Binge Drinking Harms Memory; Riskier for Teen Girls
Alcohol, when consumed immoderately, hits brain regions that enable functions such as learning, memory, and reasoning, with teen girls being more vulnerable to the harms of binge drinking than their male counterparts, two recent studies found.
Binge drinking can block vital receptors in the brain leading to production of steroids that hinder some key brain functions, neuroscientists from Washington University School of Medicine in St. Louis discovered.
The research, recently published in the Journal of Neuroscience, showed that excessive intake of alcohol affects the hippocampus, a major component of brain, and other regions of the brain that are critical to cognitive functions such as consolidation of information from short-term memory to long-term memory.
The researchers, who carried out experiments on slices of the brains of rats exposed to alcohol, explained the blockage of vital receptors in the brain produces steroids which weaken long-term potentiation (LTP), which is enhancement of signal transmission between neurons enabling learning and memory.
“It takes a lot of alcohol to block LTP and memory. But the mechanism isn’t straightforward. The alcohol triggers these receptors to behave in seemingly contradictory ways, and that’s what actually blocks the neural signals that create memories,” study senior investigator Dr. Charles F. Zorumski said in a statement. This explains, he added, why individuals who get drunk often don’t remember what they did the night before.
However, there is no proof yet of alcohol damaging brain cells, Zorumski added. “As a matter of fact, even at the high levels we used here, we don’t see any changes in how the brain cells communicate. You still process information… You haven’t passed out. But you’re not forming new memories.”

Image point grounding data
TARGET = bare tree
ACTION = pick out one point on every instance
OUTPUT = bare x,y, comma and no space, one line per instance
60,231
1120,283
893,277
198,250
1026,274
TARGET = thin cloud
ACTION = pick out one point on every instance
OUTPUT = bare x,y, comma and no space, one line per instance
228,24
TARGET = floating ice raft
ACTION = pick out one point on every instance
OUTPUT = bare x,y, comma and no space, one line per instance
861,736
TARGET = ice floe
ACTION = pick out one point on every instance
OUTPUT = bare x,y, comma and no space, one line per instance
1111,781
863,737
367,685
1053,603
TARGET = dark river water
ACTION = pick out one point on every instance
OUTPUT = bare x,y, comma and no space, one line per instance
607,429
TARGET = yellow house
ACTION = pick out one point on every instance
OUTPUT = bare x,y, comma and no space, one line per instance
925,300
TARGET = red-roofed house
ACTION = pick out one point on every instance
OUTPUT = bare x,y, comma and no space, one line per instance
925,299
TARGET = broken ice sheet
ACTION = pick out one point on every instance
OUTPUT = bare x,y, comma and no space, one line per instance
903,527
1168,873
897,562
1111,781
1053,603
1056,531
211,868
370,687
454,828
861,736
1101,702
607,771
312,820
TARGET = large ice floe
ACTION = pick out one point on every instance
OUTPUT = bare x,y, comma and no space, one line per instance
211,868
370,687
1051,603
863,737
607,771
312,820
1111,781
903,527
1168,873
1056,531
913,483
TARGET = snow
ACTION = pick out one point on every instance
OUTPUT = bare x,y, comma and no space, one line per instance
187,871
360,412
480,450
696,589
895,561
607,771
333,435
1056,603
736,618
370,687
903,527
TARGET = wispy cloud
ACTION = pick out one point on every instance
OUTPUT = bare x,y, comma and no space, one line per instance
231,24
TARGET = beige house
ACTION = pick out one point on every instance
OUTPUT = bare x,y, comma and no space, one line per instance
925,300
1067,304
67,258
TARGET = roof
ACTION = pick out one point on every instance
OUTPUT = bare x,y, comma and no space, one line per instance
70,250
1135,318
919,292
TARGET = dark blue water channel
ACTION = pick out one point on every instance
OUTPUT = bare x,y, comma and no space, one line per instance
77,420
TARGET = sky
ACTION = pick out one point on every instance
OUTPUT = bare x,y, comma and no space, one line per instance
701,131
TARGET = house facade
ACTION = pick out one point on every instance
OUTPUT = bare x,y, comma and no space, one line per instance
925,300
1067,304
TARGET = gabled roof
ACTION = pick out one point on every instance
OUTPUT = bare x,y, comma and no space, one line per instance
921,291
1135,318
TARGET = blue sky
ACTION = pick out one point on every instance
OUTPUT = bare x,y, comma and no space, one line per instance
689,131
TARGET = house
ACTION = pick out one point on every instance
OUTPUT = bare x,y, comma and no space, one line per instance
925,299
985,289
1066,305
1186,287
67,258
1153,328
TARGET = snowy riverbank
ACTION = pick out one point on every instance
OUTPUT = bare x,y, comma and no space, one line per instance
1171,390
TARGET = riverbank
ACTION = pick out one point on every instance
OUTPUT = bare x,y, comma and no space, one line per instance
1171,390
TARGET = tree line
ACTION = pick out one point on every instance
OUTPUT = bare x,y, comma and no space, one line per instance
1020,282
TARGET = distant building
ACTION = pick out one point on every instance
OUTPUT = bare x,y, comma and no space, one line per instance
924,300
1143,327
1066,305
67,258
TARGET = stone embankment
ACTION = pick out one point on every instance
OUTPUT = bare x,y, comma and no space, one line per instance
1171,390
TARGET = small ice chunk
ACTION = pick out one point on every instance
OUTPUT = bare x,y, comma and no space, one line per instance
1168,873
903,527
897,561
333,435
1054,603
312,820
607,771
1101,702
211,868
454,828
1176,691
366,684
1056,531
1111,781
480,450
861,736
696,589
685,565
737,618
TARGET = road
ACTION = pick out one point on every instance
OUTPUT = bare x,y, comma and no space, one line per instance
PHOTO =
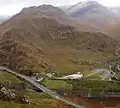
41,87
104,73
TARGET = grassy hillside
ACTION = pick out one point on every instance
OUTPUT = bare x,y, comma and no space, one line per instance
31,43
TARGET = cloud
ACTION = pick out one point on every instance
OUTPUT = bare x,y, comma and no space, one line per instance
10,7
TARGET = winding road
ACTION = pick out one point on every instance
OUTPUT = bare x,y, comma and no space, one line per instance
41,87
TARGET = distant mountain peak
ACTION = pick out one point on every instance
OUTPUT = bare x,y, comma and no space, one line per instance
85,4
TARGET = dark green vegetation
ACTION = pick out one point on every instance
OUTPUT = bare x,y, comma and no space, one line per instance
82,84
36,99
85,84
33,42
57,84
6,78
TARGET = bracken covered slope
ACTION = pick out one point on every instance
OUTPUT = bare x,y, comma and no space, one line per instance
32,42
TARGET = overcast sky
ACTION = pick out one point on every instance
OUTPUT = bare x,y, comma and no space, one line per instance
9,7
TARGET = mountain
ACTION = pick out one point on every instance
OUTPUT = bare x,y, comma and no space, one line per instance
114,31
31,41
59,15
93,13
3,18
116,10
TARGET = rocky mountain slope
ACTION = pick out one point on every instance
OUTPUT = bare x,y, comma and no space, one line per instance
34,42
114,31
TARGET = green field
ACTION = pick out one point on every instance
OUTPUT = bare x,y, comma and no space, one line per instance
117,75
57,84
86,84
16,105
6,78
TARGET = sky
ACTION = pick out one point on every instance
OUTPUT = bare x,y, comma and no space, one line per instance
10,7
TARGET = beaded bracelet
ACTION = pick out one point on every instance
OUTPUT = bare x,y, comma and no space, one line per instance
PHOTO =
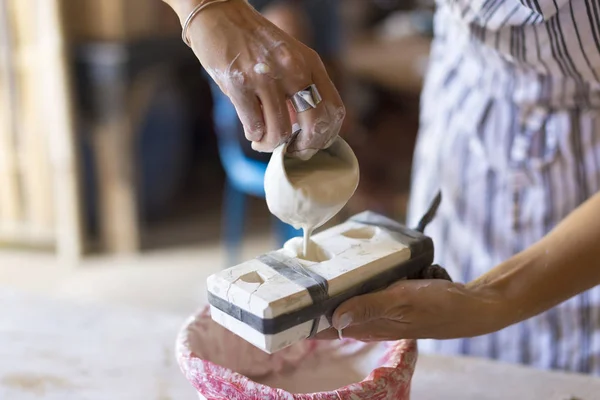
193,14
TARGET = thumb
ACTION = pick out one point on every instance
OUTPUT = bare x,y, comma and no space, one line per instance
359,310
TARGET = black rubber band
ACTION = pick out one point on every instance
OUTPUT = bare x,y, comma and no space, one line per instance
315,284
421,259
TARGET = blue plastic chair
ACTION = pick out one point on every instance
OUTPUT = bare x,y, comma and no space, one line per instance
245,177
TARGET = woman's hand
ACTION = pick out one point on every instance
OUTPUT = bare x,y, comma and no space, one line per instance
418,309
259,67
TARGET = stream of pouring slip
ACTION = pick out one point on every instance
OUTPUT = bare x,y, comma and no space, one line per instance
307,193
306,231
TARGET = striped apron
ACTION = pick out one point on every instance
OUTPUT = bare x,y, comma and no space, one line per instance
510,131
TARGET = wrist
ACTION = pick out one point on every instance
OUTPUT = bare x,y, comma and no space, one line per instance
183,8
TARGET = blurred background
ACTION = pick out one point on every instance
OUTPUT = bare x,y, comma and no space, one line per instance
125,177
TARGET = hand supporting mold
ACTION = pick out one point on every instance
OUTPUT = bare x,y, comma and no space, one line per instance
558,267
259,67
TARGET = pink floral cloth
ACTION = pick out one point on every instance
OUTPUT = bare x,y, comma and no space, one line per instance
220,365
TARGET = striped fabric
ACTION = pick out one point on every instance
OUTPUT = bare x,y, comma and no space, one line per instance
510,131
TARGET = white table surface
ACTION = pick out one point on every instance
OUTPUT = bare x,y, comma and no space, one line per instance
57,350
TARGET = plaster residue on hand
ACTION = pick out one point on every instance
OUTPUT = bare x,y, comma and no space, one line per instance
262,69
319,133
230,77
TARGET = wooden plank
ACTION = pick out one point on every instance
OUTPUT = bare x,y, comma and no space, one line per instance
397,64
57,111
10,202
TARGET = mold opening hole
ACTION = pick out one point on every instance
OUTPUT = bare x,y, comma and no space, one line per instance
315,253
364,233
252,277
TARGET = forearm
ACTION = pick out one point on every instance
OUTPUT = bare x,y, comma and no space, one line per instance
563,264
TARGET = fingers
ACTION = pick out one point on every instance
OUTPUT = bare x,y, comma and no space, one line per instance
276,117
320,126
250,112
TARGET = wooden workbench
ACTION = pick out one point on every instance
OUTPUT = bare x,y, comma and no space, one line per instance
57,350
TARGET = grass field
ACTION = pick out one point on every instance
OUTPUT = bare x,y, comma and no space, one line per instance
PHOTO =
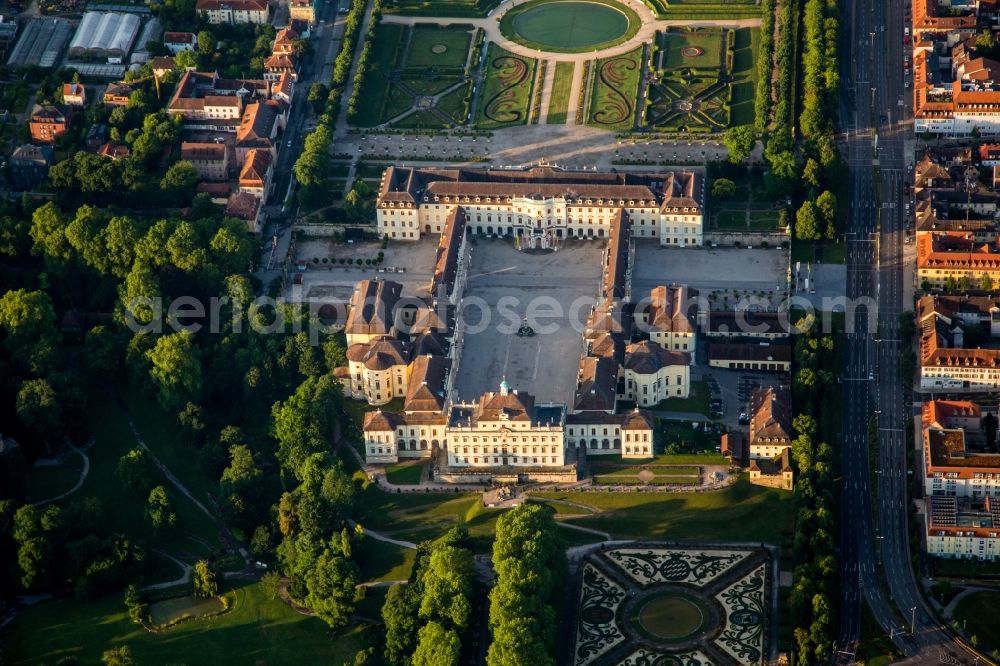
740,512
978,614
375,90
254,630
562,86
112,439
45,481
456,103
451,8
385,561
570,26
710,42
177,608
419,516
744,86
506,95
654,480
433,47
697,92
614,91
405,474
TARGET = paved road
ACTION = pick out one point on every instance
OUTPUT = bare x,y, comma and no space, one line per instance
873,104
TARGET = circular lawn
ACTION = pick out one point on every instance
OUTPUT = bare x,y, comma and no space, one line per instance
669,617
569,26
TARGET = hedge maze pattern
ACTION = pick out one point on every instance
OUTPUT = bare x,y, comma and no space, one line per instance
507,105
691,89
731,586
614,92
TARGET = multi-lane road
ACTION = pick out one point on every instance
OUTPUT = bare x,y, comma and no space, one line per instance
875,553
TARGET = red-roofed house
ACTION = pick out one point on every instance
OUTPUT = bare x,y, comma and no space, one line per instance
74,94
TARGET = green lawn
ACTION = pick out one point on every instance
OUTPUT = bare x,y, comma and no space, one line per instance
451,8
159,431
614,91
575,28
426,86
419,516
385,561
405,474
740,512
707,40
176,608
978,614
696,402
626,480
561,89
396,102
375,90
112,439
43,482
456,103
507,91
425,119
255,630
434,47
632,470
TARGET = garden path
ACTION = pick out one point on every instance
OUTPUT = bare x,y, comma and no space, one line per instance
184,578
79,482
545,92
575,92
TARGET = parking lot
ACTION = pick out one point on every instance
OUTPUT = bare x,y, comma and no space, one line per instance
409,263
554,290
731,272
731,390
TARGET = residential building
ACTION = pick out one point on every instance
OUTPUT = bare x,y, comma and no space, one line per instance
175,42
118,93
652,373
211,103
302,10
542,204
113,151
210,159
255,176
770,423
957,342
162,65
761,357
944,257
733,445
29,167
48,122
235,11
748,325
962,529
246,207
959,459
669,318
74,94
773,472
257,129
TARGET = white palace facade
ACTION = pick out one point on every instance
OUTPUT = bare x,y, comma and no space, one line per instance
542,201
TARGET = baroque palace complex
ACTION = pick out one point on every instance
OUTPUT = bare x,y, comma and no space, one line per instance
402,347
542,203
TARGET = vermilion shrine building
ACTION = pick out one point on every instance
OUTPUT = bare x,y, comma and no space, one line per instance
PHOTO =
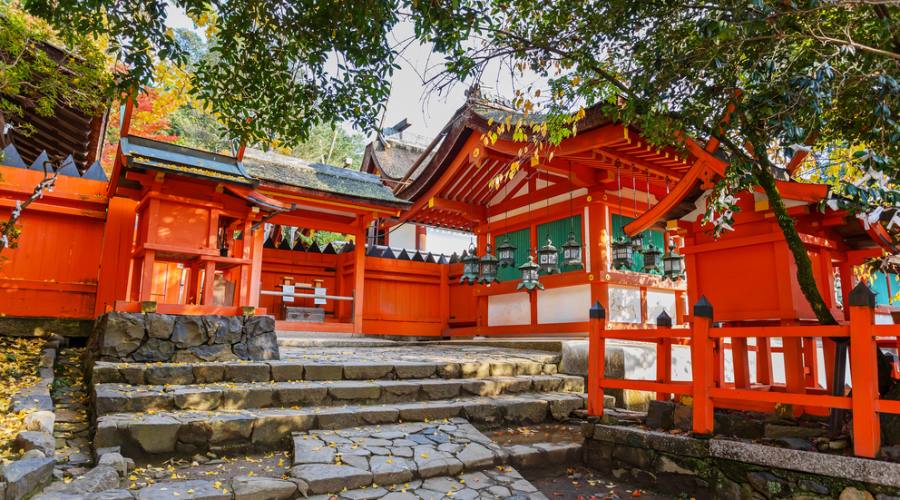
193,232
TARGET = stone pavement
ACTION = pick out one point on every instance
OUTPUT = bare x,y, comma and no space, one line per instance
164,409
70,401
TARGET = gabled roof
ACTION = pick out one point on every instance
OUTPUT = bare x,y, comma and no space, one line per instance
275,168
140,152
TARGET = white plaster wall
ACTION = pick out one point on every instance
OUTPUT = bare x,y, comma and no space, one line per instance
446,241
509,309
568,304
403,236
657,301
624,304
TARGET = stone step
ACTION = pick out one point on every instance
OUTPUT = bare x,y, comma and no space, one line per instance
327,461
188,432
292,369
124,398
486,485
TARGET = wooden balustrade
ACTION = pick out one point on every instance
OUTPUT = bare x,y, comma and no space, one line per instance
708,390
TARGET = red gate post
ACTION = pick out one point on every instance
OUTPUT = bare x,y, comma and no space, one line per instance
703,366
864,372
596,359
664,355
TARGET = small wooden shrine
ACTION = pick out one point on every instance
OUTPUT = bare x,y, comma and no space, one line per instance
566,213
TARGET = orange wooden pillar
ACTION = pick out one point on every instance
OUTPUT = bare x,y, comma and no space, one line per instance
255,279
763,361
740,356
359,273
703,365
664,356
115,260
864,373
596,358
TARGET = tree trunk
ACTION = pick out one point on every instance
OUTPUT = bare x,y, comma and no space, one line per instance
805,276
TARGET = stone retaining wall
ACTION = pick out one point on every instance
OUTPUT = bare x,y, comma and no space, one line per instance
153,337
717,468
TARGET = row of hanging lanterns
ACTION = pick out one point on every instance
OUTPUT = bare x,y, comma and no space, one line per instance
483,270
624,249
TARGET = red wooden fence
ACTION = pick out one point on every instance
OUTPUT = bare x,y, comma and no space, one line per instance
708,389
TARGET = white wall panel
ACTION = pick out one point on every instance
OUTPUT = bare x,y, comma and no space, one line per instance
509,309
568,304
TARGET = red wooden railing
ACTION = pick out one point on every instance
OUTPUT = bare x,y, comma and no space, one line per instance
708,390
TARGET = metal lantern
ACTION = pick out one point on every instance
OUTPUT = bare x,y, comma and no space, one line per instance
488,267
506,253
548,257
572,252
652,258
470,266
622,253
637,243
530,276
673,264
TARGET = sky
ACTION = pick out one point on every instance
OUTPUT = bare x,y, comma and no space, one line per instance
426,111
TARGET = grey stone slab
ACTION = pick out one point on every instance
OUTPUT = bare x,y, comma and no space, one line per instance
247,372
331,478
262,488
180,490
284,371
323,372
348,390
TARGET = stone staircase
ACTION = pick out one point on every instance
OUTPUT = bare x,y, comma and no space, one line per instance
154,410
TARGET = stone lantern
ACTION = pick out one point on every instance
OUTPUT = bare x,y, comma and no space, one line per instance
548,258
506,253
572,252
488,267
530,276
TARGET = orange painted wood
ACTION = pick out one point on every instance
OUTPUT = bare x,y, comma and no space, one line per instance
186,309
864,377
703,361
327,327
54,271
115,264
823,401
596,365
763,361
680,388
790,331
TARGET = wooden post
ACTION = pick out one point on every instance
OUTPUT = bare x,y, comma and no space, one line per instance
664,355
864,372
359,273
445,296
115,258
703,366
209,279
596,359
741,362
763,361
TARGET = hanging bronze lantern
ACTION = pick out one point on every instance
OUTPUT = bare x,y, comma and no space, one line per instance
530,276
506,253
637,243
622,253
572,252
652,259
673,264
470,266
488,267
548,257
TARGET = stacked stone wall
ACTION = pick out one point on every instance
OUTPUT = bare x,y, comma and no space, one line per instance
154,337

### [TASK ITEM A]
Copy the stretch of the binge drinking article from "Binge Drinking Harms" through "to long-term memory.".
### [TASK ITEM B]
Go on with the binge drinking article from the point where it stops.

### [WRITTEN REPLY A]
Binge Drinking Harms Memory; Riskier for Teen Girls
Alcohol, when consumed immoderately, hits brain regions that enable functions such as learning, memory, and reasoning, with teen girls being more vulnerable to the harms of binge drinking than their male counterparts, two recent studies found.
Binge drinking can block vital receptors in the brain leading to production of steroids that hinder some key brain functions, neuroscientists from Washington University School of Medicine in St. Louis discovered.
The research, recently published in the Journal of Neuroscience, showed that excessive intake of alcohol affects the hippocampus, a major component of brain, and other regions of the brain that are critical to cognitive functions such as consolidation of information from short-term memory to long-term memory.

### [WRITTEN REPLY B]
According to a similar study by researchers from California, published in the Alcoholism: Clinical & Experimental Research journal, excessive intake of alcohol leads to reduction in brain activation especially in teenage girls.
This study involved neuropsychological tests on adolescents in the age group of 16 to 19 after they were made to drink more than three pints of beer or more than four glasses of wine, for women, and four pints of beer or a bottle of wine, for men, at one sitting. The researchers, from various universities in America, then conducted the same tests on those who had not consumed alcohol and compared the results.
The experts found that alcohol in younger women reduced brain activation affecting concentration, logical thinking, and reasoning as compared to the women who had not consumed alcohol. They warned that drinking could hamper younger women’s activities such as driving, playing certain sports, and using a map.
However, these changes were found lesser in men. “Male binge drinkers showed some, but less, abnormality as compared to male non-drinkers. This suggests that female teens may be particularly vulnerable to the negative effects of heavy alcohol use,” said Susan Tapert, professor of psychiatry at the University of California, in a statement.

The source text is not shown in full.